┌─ DOCUMENT TEXT

Actually it's easier than that …

1. Checks are on the variable, not the data

References are data not variables, there are no checks bound to them …
or there shouldn't be.

-Chris
Re: Data checks semantics [ In reply to ]
Op 26-05-2023 om 09:35 schreef Branislav Zahradník:
>
> I'd like to point out that there already exists phaser CHECK
> Reading and thinking more about it I'd like to suggest different name:
> contract
>
> my $foo :contract(...);
> sub foo :contract(...) ...


I don't particularly like :of nor :contract. I liked the earlier
proposed :is better. Or what about simply :check(...)? Does what it says
on the tin.


M4
Re: Data checks semantics [ In reply to ]
> I don't particularly like :of nor :contract. I liked the earlier proposed
> :is better. Or what about simply :check(...)? Does what it says on the tin.

└─

» **GOAL 1**: Reproduce the passage of the data checks thread between "Actually it's easier" and "there shouldn't be.", inclusive.
» **GOAL 2**: In the data checks thread, what attribute name does the reply signed M4 say it liked better than :of and :contract?
» **GOAL 3**: Using the data checks thread, explain why no checks should be bound to references.

┌─ EXCERPTED RECORDS

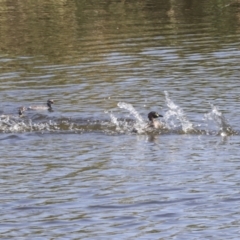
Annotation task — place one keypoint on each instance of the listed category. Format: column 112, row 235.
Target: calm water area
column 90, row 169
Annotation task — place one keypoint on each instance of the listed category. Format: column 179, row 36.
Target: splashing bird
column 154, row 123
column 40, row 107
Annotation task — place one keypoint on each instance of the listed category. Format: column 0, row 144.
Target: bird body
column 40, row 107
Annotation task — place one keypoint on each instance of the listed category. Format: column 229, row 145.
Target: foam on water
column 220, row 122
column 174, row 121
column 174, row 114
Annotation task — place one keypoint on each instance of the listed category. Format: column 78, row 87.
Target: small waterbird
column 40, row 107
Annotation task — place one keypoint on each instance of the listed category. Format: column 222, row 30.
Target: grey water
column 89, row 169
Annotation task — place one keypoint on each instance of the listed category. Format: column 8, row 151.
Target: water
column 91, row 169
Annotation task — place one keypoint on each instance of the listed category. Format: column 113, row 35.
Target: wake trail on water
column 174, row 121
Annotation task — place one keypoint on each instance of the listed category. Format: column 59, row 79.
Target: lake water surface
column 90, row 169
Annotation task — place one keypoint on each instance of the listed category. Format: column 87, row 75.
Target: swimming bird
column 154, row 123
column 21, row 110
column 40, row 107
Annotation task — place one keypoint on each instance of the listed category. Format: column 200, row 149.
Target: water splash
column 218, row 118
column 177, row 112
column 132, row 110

└─
┌─ EXCERPTED RECORDS

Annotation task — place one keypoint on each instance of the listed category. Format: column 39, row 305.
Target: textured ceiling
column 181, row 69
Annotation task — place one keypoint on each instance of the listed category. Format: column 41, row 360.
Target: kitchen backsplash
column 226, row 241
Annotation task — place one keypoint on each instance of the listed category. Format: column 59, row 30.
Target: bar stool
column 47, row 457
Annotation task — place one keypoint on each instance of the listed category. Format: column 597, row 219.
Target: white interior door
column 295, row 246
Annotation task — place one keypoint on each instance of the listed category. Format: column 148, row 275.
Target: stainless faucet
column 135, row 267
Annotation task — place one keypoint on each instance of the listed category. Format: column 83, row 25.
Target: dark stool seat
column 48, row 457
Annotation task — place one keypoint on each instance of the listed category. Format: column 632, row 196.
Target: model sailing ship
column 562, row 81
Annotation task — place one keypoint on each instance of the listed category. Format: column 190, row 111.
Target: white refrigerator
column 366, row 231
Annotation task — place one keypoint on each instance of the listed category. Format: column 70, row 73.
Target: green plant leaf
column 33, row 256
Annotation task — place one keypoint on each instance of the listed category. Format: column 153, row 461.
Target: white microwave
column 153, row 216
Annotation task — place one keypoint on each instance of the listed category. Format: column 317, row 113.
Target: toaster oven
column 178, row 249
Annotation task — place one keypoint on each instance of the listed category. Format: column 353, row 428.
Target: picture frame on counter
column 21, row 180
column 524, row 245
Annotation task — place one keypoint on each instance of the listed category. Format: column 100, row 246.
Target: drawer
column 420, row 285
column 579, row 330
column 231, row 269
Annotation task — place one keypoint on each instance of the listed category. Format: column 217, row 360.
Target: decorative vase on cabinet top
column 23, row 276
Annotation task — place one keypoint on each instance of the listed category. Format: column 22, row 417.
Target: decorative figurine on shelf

└─
┌─ EXCERPTED RECORDS

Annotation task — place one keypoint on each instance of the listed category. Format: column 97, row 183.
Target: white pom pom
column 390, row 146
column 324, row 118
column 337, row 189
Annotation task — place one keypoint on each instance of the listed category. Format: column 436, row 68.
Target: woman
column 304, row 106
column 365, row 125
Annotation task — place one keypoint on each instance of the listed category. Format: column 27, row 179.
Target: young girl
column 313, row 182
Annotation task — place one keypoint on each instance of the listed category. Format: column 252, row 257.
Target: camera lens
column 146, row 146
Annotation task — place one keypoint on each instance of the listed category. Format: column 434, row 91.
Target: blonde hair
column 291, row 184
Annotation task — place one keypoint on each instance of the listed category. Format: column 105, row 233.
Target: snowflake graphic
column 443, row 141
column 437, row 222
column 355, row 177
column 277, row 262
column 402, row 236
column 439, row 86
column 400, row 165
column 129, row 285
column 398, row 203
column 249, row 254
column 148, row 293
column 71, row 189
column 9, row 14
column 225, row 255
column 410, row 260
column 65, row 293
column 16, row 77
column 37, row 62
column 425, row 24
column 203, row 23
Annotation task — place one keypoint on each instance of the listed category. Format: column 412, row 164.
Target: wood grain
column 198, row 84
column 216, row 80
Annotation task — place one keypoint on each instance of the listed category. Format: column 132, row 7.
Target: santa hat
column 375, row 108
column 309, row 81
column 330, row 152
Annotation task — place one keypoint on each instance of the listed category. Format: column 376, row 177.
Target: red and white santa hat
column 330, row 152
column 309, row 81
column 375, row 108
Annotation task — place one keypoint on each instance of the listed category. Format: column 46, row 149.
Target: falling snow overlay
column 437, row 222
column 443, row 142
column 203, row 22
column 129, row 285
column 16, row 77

└─

» **ANSWER 1**:
Actually it's easier than that …

1. Checks are on the variable, not the data

References are data not variables, there are no checks bound to them …
or there shouldn't be.

» **ANSWER 2**: The earlier proposed :is.

» **ANSWER 3**: Checks apply to the variable, not to the data. References are data rather than variables, so there are no checks bound to them.